DATASET ENTRIES below:
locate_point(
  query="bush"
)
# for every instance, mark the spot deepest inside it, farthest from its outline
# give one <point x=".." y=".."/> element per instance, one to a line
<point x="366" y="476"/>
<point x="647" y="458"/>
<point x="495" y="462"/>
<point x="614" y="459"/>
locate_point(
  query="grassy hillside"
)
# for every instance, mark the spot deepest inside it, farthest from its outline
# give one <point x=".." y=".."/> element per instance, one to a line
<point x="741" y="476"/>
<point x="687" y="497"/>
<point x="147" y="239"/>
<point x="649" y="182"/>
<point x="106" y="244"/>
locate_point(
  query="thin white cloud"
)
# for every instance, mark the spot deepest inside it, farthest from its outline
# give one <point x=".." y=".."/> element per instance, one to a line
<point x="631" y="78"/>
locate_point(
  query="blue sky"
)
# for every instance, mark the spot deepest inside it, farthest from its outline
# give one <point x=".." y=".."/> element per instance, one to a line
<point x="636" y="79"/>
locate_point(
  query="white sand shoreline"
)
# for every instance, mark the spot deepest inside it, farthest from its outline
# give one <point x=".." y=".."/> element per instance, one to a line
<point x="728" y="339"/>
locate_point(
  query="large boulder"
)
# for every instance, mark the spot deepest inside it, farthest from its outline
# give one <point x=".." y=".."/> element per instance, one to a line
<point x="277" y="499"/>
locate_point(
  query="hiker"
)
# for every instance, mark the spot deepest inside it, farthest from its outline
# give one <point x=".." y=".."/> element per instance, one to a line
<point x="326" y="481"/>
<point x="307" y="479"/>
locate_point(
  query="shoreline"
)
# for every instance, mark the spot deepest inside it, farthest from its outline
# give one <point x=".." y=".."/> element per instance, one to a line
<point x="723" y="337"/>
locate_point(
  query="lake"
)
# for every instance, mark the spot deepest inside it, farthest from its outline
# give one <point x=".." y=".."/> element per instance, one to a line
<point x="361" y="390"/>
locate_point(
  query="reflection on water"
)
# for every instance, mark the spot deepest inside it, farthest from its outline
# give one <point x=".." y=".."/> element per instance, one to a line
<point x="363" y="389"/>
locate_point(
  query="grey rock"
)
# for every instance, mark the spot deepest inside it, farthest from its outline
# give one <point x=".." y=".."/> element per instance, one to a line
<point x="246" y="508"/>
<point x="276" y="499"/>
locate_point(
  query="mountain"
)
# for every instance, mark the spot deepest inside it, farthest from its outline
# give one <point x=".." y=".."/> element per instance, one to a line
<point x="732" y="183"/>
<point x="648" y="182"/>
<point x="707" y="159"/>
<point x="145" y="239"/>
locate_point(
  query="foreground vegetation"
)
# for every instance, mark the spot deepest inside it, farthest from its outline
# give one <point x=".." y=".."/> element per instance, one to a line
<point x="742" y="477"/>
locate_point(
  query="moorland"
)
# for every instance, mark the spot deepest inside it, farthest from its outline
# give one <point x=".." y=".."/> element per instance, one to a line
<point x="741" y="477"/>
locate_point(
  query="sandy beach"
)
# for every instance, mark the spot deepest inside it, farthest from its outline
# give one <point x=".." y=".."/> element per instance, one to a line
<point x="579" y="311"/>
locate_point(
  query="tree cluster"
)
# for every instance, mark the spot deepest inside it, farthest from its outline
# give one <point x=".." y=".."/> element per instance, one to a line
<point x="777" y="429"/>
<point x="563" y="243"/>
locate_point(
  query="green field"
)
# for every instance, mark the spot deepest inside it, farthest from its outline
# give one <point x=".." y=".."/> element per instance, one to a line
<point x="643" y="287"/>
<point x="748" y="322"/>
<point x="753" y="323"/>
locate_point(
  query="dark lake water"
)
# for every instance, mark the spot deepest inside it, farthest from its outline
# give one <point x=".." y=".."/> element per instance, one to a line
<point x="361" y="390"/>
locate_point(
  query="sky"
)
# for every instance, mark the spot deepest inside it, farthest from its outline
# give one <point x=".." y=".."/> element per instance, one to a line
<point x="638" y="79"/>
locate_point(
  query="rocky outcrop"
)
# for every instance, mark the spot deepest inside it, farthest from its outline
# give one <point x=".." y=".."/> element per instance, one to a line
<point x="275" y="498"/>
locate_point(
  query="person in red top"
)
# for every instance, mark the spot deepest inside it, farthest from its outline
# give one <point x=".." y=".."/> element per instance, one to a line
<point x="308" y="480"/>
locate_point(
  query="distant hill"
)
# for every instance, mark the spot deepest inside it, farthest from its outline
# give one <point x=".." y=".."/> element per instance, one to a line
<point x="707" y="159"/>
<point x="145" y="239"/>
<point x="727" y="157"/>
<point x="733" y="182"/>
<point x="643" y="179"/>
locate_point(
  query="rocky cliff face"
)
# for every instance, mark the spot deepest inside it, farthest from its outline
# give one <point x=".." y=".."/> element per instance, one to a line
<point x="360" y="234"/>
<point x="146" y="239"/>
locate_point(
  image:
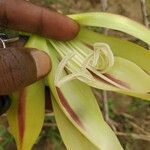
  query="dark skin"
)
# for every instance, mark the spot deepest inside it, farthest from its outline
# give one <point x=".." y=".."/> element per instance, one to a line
<point x="24" y="16"/>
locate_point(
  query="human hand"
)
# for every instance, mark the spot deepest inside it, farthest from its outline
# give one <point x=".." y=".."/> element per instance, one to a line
<point x="20" y="67"/>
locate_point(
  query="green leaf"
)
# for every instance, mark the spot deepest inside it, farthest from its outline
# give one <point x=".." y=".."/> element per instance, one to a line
<point x="72" y="137"/>
<point x="78" y="103"/>
<point x="26" y="115"/>
<point x="115" y="22"/>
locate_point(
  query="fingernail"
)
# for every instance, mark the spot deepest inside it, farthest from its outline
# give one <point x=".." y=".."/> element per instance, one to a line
<point x="43" y="63"/>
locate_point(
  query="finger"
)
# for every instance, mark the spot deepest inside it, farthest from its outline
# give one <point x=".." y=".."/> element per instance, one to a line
<point x="20" y="67"/>
<point x="25" y="16"/>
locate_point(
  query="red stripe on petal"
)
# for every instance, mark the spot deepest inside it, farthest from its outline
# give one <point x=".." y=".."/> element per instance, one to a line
<point x="68" y="108"/>
<point x="21" y="113"/>
<point x="117" y="81"/>
<point x="112" y="78"/>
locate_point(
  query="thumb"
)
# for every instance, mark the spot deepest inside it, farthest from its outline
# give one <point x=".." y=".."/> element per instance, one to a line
<point x="19" y="67"/>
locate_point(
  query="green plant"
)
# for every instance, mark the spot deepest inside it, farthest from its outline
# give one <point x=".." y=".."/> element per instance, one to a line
<point x="91" y="59"/>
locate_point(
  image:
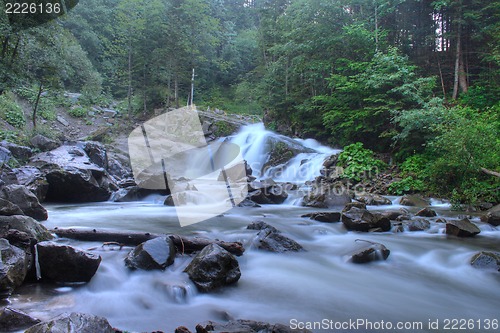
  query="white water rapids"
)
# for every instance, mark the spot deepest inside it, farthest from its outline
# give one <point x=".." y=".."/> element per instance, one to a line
<point x="426" y="277"/>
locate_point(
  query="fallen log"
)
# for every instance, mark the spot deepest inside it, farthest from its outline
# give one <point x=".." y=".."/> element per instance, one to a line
<point x="182" y="243"/>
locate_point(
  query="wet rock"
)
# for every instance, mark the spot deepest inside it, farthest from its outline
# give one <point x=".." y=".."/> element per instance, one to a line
<point x="492" y="216"/>
<point x="362" y="220"/>
<point x="413" y="200"/>
<point x="356" y="204"/>
<point x="426" y="212"/>
<point x="24" y="199"/>
<point x="273" y="241"/>
<point x="7" y="208"/>
<point x="462" y="228"/>
<point x="73" y="323"/>
<point x="373" y="199"/>
<point x="73" y="177"/>
<point x="35" y="230"/>
<point x="13" y="267"/>
<point x="419" y="225"/>
<point x="157" y="253"/>
<point x="213" y="268"/>
<point x="63" y="263"/>
<point x="43" y="143"/>
<point x="261" y="225"/>
<point x="327" y="217"/>
<point x="486" y="260"/>
<point x="370" y="252"/>
<point x="15" y="320"/>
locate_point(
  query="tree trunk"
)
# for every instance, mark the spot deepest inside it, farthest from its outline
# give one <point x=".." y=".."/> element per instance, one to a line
<point x="35" y="108"/>
<point x="182" y="243"/>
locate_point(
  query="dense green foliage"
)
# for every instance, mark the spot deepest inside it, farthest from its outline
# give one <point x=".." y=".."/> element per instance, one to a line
<point x="417" y="79"/>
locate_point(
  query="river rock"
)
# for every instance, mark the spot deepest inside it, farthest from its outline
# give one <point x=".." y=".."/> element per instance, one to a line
<point x="7" y="208"/>
<point x="14" y="265"/>
<point x="492" y="216"/>
<point x="73" y="177"/>
<point x="426" y="212"/>
<point x="369" y="253"/>
<point x="462" y="228"/>
<point x="43" y="143"/>
<point x="273" y="241"/>
<point x="486" y="260"/>
<point x="24" y="199"/>
<point x="213" y="268"/>
<point x="35" y="230"/>
<point x="157" y="253"/>
<point x="327" y="217"/>
<point x="34" y="180"/>
<point x="73" y="323"/>
<point x="413" y="200"/>
<point x="362" y="220"/>
<point x="419" y="225"/>
<point x="373" y="199"/>
<point x="63" y="263"/>
<point x="15" y="320"/>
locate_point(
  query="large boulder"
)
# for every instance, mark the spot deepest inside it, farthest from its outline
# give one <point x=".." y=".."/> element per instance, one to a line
<point x="156" y="253"/>
<point x="492" y="216"/>
<point x="15" y="320"/>
<point x="24" y="199"/>
<point x="486" y="260"/>
<point x="362" y="220"/>
<point x="63" y="263"/>
<point x="373" y="199"/>
<point x="73" y="177"/>
<point x="213" y="268"/>
<point x="462" y="228"/>
<point x="368" y="253"/>
<point x="73" y="323"/>
<point x="35" y="230"/>
<point x="14" y="265"/>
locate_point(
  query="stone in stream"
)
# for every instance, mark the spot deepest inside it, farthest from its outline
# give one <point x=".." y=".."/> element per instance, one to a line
<point x="15" y="320"/>
<point x="14" y="265"/>
<point x="327" y="217"/>
<point x="462" y="228"/>
<point x="486" y="260"/>
<point x="213" y="268"/>
<point x="24" y="199"/>
<point x="73" y="323"/>
<point x="369" y="253"/>
<point x="426" y="212"/>
<point x="63" y="263"/>
<point x="362" y="220"/>
<point x="157" y="253"/>
<point x="419" y="225"/>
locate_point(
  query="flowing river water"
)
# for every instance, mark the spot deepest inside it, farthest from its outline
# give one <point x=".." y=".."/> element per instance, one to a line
<point x="427" y="276"/>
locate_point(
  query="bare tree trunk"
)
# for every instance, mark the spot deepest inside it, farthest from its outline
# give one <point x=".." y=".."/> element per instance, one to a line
<point x="35" y="108"/>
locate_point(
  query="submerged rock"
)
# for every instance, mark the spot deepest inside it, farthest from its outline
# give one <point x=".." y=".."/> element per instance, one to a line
<point x="73" y="323"/>
<point x="462" y="228"/>
<point x="213" y="268"/>
<point x="14" y="265"/>
<point x="14" y="320"/>
<point x="157" y="253"/>
<point x="63" y="263"/>
<point x="25" y="200"/>
<point x="327" y="217"/>
<point x="369" y="253"/>
<point x="486" y="260"/>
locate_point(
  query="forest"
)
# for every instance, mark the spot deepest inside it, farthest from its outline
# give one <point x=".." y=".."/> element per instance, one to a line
<point x="414" y="80"/>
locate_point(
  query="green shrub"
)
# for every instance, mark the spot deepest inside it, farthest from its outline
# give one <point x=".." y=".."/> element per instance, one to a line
<point x="359" y="162"/>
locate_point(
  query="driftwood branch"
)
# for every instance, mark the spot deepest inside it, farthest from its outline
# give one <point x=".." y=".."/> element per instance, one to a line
<point x="182" y="243"/>
<point x="491" y="173"/>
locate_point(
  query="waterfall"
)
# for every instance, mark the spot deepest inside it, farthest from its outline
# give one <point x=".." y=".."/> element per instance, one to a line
<point x="257" y="144"/>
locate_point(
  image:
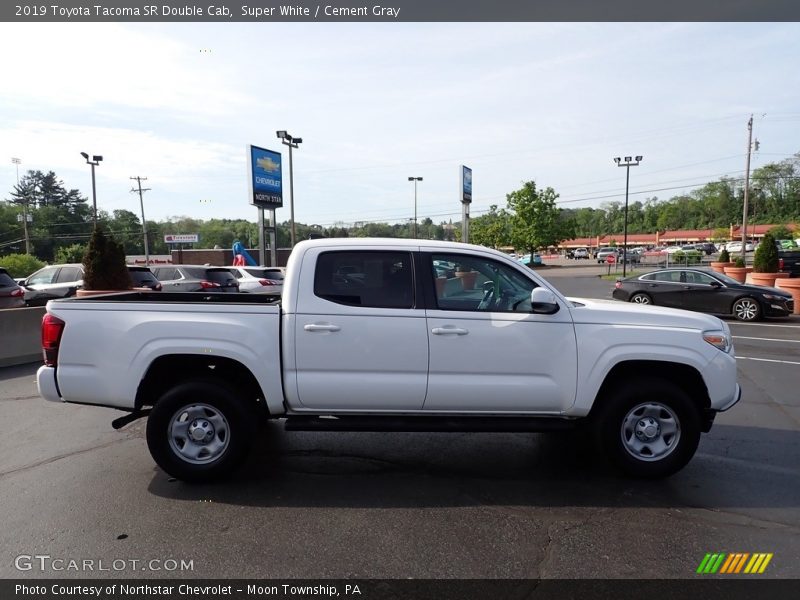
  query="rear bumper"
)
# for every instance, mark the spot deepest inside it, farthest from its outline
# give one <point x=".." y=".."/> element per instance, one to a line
<point x="46" y="382"/>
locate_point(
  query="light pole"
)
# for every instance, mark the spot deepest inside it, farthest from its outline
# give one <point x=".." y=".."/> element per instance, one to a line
<point x="628" y="163"/>
<point x="18" y="162"/>
<point x="94" y="162"/>
<point x="415" y="180"/>
<point x="292" y="142"/>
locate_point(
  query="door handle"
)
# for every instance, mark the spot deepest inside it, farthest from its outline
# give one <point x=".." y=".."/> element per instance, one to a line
<point x="320" y="327"/>
<point x="449" y="331"/>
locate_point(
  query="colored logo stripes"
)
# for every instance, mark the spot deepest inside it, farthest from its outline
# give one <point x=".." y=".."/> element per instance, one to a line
<point x="734" y="563"/>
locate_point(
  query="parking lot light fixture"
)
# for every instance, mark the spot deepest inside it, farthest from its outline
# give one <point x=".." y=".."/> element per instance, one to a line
End of DATASET ENTRIES.
• EXERCISE OBJECTIVE: Wherever the string "light" appears in the data above, copy the line it sits in.

• SOLUTION TO THE EXERCISE:
  query="light pole"
  query="parking lot light fixture"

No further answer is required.